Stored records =
+ + + + + + +

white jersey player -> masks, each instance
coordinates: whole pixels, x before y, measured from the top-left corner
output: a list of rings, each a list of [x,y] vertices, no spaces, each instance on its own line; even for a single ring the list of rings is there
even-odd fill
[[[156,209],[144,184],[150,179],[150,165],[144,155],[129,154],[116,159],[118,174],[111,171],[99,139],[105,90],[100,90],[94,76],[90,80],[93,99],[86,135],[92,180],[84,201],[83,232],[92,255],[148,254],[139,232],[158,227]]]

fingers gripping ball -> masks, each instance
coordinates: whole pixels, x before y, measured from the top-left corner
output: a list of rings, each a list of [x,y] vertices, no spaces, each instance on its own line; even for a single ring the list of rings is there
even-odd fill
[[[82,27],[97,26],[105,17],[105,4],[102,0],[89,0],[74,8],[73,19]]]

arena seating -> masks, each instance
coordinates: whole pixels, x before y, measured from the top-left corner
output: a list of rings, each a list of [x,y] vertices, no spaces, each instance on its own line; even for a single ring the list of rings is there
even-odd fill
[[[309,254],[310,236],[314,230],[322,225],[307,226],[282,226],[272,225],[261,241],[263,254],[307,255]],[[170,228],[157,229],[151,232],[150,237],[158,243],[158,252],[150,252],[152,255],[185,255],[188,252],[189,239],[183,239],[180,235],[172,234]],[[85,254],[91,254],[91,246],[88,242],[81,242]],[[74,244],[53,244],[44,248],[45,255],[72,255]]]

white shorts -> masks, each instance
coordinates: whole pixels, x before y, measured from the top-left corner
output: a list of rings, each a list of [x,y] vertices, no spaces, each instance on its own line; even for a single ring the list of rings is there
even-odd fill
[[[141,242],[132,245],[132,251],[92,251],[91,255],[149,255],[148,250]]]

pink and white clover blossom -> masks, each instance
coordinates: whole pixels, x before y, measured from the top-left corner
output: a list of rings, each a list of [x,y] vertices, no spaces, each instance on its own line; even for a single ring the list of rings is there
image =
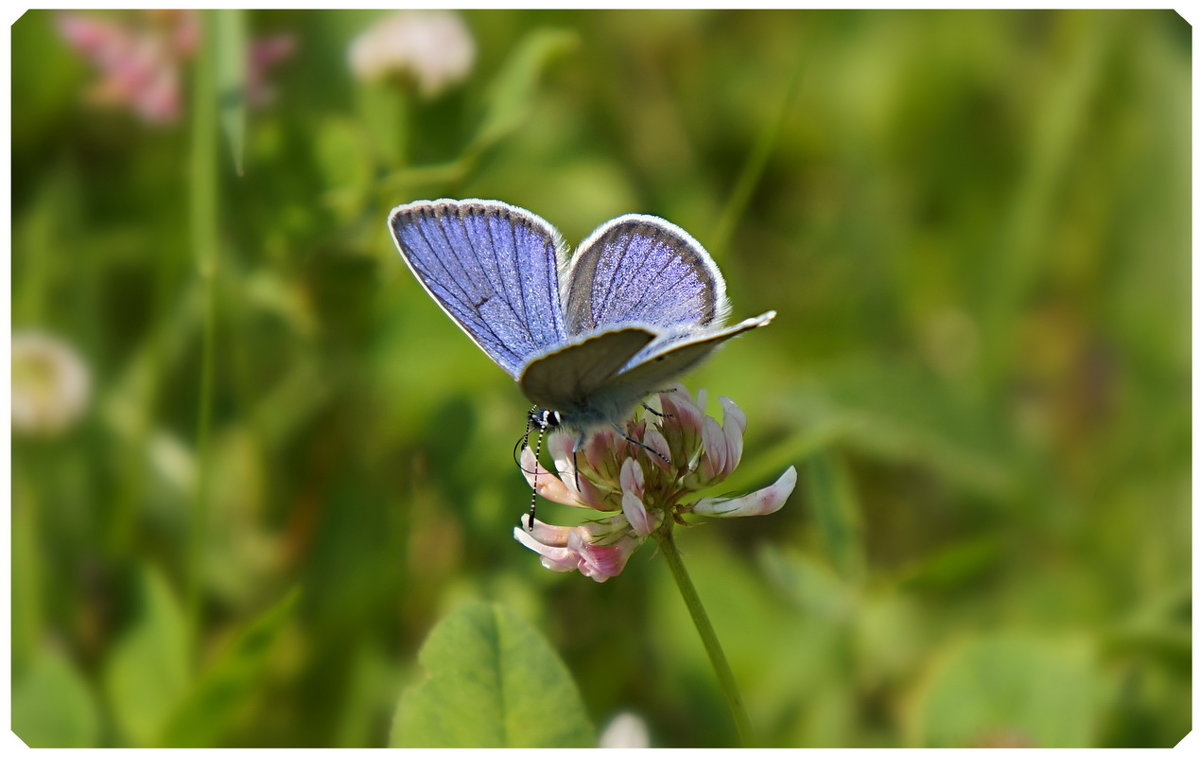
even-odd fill
[[[547,449],[557,476],[531,449],[522,451],[521,468],[537,494],[599,516],[579,526],[523,517],[513,536],[537,552],[546,568],[578,570],[597,582],[607,581],[624,570],[646,539],[675,523],[686,524],[685,516],[767,515],[795,489],[796,469],[789,467],[773,484],[749,494],[683,501],[724,481],[741,462],[746,414],[721,397],[724,412],[718,423],[704,414],[704,392],[693,401],[682,386],[658,398],[662,414],[631,419],[622,429],[624,436],[603,429],[576,449],[570,434],[552,433]]]

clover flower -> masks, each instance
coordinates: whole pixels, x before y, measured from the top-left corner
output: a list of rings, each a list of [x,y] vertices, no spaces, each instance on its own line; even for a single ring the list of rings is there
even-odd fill
[[[106,18],[63,11],[58,32],[98,69],[100,79],[87,92],[95,105],[125,106],[146,123],[175,123],[183,113],[184,69],[200,48],[200,15],[195,10],[146,10]],[[253,40],[246,51],[246,101],[265,105],[272,98],[268,71],[289,57],[295,38],[277,34]]]
[[[354,38],[350,70],[364,81],[398,74],[431,98],[467,77],[475,40],[462,18],[443,10],[404,10],[384,17]]]
[[[645,749],[650,746],[650,729],[640,715],[619,712],[600,732],[601,749]]]
[[[630,420],[625,436],[603,429],[576,449],[569,433],[552,433],[547,446],[557,476],[538,462],[533,450],[521,452],[522,471],[537,494],[605,513],[570,527],[540,520],[531,524],[529,516],[523,517],[513,536],[541,555],[542,565],[563,573],[578,570],[604,582],[625,568],[648,537],[686,523],[686,515],[736,518],[767,515],[783,506],[796,486],[795,467],[750,494],[693,499],[737,468],[746,415],[733,400],[721,397],[724,414],[717,423],[704,414],[703,390],[694,402],[683,387],[658,398],[662,414]]]
[[[12,425],[31,436],[61,433],[87,407],[91,377],[66,342],[36,331],[12,335]]]

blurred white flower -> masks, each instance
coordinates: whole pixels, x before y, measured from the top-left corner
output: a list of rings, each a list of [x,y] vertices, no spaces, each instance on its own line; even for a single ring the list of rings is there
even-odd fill
[[[91,377],[74,348],[36,331],[12,335],[12,425],[30,435],[60,433],[87,407]]]
[[[451,11],[397,11],[350,43],[350,70],[357,78],[409,77],[422,97],[465,79],[474,62],[475,40]]]
[[[601,749],[645,749],[650,746],[646,721],[632,712],[620,712],[600,734]]]

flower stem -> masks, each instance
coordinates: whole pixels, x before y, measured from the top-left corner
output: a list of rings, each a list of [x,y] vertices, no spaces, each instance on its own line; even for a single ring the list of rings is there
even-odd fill
[[[696,632],[700,634],[700,640],[704,642],[708,659],[712,662],[717,680],[721,683],[721,690],[725,693],[725,700],[729,703],[733,724],[737,728],[742,746],[753,746],[754,734],[750,729],[750,718],[746,716],[746,706],[742,703],[742,695],[738,692],[737,683],[733,680],[733,671],[729,667],[729,661],[725,659],[725,653],[721,650],[721,642],[717,641],[717,633],[708,619],[708,613],[704,611],[704,605],[700,603],[700,595],[696,593],[696,587],[692,584],[687,569],[683,567],[683,560],[679,556],[679,548],[675,546],[672,530],[670,524],[659,530],[657,534],[659,547],[667,559],[667,565],[671,566],[671,575],[675,578],[675,585],[679,587],[683,603],[687,605],[688,612],[692,615],[692,623],[696,625]]]

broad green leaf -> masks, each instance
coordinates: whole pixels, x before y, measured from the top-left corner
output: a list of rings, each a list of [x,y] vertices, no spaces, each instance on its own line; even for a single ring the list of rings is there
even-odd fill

+ + + + + + +

Your task = Report all lines of the data above that include the string "clover".

Expected answer =
pink and white clover blossom -> masks, each instance
clover flower -> masks, each instance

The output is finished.